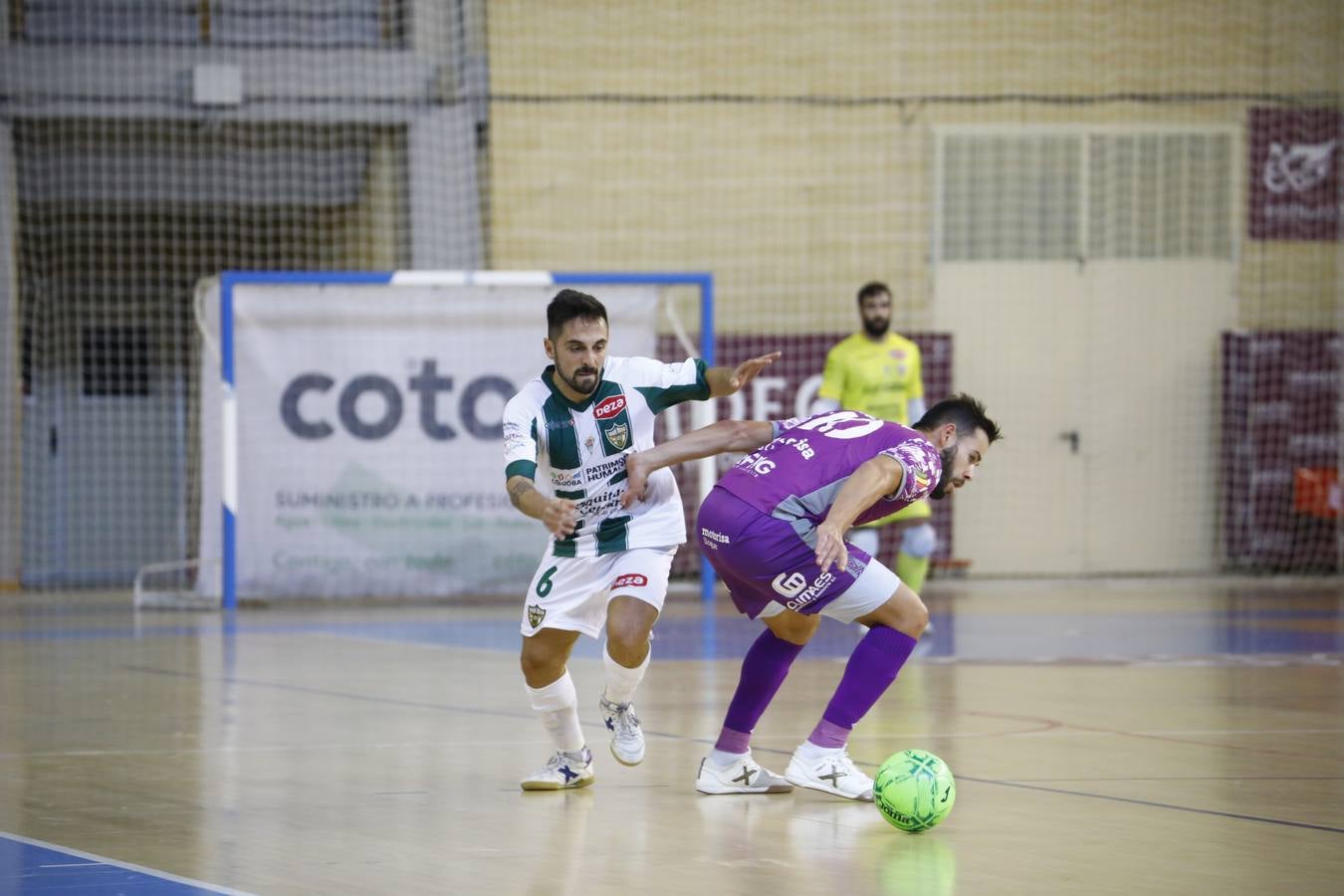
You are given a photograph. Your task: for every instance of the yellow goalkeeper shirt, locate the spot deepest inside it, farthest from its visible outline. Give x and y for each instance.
· · · · · · ·
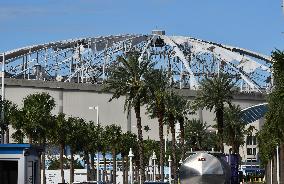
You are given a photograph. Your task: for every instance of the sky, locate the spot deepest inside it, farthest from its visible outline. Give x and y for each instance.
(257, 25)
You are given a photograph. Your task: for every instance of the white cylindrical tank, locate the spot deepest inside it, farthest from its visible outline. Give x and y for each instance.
· · · · · · ·
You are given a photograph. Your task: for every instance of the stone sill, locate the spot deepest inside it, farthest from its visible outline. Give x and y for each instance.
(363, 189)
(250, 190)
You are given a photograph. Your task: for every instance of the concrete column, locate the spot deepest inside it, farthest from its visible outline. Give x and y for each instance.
· · · · · · ·
- Description of the task: Copy the listing word for word, starting at the line that contains "of the stone" and stopping after the line that contains "of the concrete".

- Problem solution:
You are given a photograph. Your task: for every instance of the stone sill, locate the spot deepest inside it, farthest from its visible outline. Give x and y for each instance.
(363, 189)
(250, 190)
You are given a photograph. Your task: for every instance of the concrete column, locate the spot deepest inside it, farthest from its visible outline. Give x and y for each instance.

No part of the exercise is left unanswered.